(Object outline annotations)

※ ※ ※

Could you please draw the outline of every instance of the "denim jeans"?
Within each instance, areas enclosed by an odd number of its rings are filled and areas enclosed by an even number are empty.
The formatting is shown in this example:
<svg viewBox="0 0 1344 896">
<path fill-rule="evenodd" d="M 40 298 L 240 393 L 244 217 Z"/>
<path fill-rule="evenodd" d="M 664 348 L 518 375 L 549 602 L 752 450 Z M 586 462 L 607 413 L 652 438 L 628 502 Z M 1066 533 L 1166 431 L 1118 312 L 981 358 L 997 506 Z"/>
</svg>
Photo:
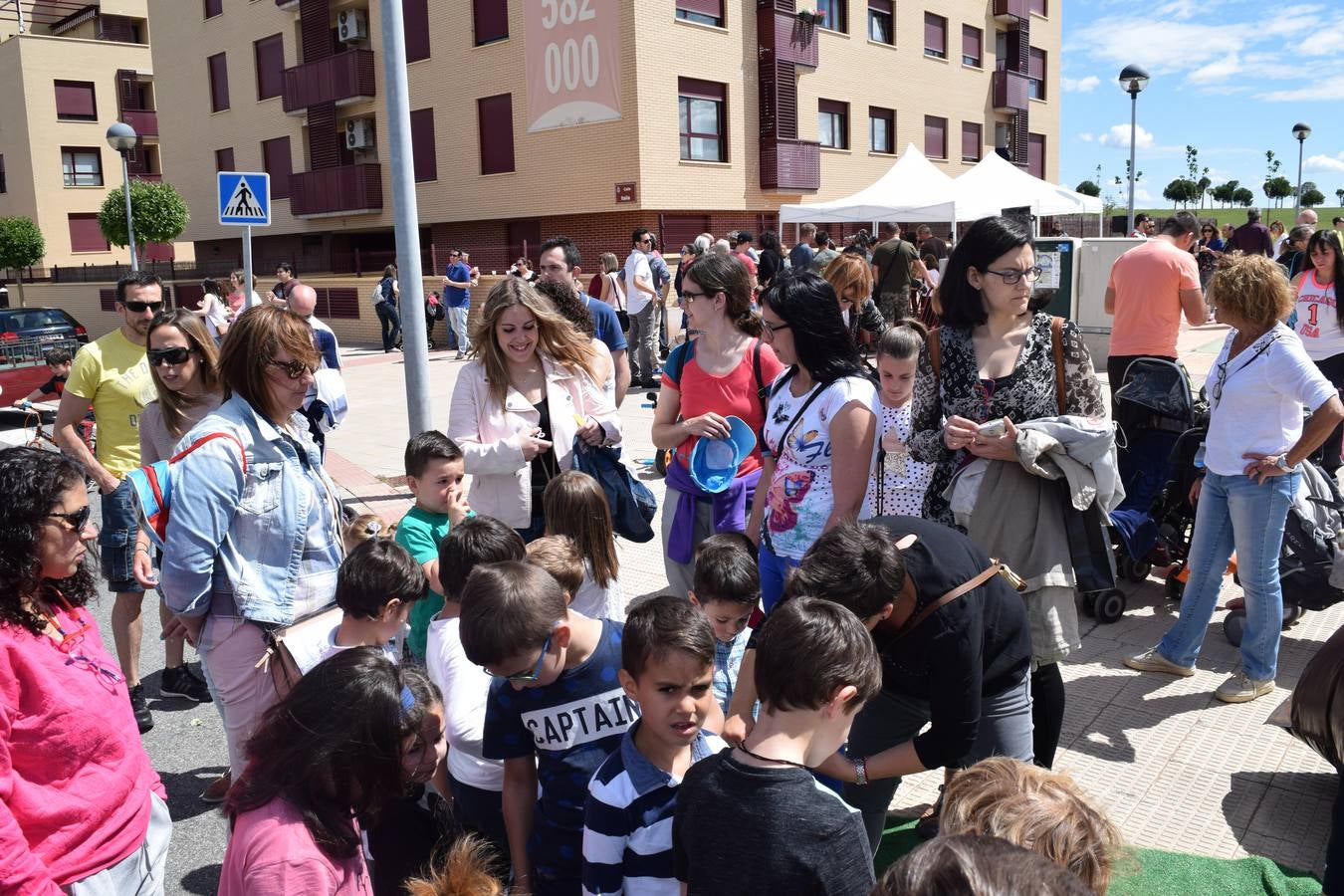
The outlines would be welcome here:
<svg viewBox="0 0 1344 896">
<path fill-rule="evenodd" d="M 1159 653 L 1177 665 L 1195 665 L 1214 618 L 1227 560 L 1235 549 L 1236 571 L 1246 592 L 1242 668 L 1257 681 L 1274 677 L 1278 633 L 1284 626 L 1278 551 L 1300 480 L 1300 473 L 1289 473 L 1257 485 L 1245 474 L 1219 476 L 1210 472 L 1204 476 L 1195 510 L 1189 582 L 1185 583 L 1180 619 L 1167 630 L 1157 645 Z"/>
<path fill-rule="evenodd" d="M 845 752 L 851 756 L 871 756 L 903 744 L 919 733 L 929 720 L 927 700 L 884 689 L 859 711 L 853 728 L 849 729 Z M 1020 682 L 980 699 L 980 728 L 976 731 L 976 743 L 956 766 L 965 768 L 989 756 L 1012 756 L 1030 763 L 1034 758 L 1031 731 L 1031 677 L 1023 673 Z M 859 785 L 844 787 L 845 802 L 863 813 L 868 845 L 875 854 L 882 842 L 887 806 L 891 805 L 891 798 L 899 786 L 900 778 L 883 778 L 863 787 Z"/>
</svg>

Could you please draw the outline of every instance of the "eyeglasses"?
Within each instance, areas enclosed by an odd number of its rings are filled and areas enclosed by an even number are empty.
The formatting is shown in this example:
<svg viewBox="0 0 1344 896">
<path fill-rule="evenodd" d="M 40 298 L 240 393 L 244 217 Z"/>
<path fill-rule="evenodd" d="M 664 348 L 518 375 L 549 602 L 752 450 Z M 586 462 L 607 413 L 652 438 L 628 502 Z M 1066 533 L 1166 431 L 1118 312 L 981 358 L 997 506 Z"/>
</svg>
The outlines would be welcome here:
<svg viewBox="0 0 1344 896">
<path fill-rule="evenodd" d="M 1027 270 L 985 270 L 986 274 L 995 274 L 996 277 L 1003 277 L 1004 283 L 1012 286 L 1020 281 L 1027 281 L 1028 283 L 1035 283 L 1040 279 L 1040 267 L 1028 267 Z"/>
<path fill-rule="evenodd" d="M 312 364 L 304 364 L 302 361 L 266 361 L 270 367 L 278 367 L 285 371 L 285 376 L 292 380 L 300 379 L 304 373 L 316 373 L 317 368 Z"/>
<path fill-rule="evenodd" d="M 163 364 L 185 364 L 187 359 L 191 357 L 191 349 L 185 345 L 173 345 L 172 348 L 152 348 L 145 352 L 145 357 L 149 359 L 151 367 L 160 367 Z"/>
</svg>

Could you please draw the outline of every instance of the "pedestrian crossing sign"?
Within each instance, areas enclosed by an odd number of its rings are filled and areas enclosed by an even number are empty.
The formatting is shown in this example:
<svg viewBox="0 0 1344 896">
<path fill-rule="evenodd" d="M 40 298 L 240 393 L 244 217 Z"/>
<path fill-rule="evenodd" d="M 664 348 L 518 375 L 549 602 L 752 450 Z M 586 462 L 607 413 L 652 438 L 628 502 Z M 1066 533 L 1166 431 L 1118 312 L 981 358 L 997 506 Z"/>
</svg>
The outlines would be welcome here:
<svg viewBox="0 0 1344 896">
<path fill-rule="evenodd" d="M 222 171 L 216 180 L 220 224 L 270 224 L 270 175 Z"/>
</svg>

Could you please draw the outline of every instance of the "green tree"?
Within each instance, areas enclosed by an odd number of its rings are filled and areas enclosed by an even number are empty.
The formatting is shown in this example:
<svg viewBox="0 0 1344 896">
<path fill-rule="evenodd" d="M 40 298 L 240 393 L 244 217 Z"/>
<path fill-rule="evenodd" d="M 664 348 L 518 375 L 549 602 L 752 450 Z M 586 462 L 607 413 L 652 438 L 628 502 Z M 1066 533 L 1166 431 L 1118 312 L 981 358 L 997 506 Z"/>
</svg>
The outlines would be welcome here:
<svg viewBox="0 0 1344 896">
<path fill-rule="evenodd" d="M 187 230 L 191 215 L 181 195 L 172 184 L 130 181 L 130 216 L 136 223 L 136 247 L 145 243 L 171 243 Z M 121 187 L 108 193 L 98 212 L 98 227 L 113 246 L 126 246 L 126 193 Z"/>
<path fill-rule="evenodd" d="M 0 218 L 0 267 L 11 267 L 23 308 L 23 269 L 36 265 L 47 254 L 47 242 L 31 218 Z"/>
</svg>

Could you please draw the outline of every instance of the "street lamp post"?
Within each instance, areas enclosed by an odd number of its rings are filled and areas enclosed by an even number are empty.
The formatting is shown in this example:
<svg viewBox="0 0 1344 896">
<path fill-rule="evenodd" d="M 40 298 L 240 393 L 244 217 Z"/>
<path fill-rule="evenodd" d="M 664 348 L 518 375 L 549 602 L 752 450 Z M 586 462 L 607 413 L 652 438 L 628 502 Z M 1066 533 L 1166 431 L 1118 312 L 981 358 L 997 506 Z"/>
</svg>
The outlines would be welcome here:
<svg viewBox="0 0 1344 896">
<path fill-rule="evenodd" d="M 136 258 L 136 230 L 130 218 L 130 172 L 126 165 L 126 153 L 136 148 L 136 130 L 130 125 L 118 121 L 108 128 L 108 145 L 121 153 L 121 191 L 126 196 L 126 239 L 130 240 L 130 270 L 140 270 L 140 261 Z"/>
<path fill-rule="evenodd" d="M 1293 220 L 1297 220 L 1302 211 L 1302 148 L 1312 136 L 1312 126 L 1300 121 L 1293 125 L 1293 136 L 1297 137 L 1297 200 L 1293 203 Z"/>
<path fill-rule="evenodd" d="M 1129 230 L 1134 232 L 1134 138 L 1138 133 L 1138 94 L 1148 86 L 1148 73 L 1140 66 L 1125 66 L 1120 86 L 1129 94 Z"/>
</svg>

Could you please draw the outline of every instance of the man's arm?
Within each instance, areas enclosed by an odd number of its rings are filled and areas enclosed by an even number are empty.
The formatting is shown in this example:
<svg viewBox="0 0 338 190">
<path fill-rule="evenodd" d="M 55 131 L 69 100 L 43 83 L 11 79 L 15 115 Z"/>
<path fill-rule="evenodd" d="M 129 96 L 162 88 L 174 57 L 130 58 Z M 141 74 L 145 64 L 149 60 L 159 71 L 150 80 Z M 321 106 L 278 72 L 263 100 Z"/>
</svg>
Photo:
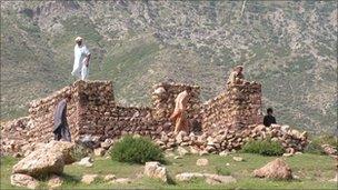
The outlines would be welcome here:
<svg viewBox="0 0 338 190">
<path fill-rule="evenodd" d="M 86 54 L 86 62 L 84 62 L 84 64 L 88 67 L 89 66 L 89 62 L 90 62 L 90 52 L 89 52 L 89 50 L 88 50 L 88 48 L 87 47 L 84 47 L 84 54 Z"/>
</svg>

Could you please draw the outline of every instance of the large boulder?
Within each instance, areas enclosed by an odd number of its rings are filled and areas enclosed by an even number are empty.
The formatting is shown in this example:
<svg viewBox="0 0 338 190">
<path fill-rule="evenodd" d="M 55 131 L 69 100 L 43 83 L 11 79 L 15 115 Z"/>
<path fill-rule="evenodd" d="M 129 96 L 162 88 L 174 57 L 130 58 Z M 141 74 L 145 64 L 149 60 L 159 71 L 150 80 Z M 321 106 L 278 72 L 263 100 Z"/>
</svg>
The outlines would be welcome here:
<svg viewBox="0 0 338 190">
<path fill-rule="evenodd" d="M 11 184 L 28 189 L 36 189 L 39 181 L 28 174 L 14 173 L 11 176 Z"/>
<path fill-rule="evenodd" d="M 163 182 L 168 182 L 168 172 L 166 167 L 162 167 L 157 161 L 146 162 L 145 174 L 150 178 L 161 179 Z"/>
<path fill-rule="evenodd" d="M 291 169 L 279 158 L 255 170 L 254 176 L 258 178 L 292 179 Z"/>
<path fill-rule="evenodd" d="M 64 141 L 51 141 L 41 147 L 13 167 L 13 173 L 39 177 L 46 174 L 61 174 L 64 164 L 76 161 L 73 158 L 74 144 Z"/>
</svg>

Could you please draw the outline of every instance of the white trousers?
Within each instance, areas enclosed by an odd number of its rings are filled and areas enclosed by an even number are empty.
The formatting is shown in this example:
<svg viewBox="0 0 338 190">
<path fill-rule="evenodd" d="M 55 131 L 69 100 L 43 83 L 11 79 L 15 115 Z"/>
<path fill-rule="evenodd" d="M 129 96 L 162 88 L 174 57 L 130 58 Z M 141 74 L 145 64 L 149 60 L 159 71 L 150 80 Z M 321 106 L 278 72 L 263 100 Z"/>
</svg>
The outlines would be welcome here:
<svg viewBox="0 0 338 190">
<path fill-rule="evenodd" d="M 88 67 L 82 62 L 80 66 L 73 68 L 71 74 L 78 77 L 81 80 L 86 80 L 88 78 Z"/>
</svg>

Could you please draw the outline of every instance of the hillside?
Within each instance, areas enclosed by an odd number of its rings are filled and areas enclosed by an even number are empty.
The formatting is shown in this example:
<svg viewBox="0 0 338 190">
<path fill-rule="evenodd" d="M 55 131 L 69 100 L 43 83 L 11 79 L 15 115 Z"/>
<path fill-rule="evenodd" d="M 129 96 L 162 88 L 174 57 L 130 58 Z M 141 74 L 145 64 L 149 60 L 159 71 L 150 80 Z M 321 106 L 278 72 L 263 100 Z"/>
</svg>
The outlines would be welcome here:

※ ※ ※

WHAT YOU WILL DO:
Recast the rows as a Markdown table, starting with the line containing "of the hillside?" and going on through the end of the rows, leaving out blank lines. Use the columns Number and Line, numbering each line in order.

FINAL ANSWER:
| Number | Line |
|---|---|
| 1 | Could you please draw the outline of every instance of the hillside? |
| 2 | Within each instance, areas enclosed by an odd number of its rings are filled and areas enclosed by an even number are empty. |
| 3 | The formatting is shown in this example: |
| 4 | <svg viewBox="0 0 338 190"> |
| 5 | <path fill-rule="evenodd" d="M 55 131 L 69 100 L 43 83 L 11 79 L 15 115 Z"/> |
| 6 | <path fill-rule="evenodd" d="M 129 96 L 162 88 L 174 57 L 130 58 Z M 141 74 L 145 64 L 149 60 L 159 71 L 150 80 Z M 321 106 L 278 72 L 263 100 Z"/> |
| 7 | </svg> |
| 8 | The outlines would be welcome here: |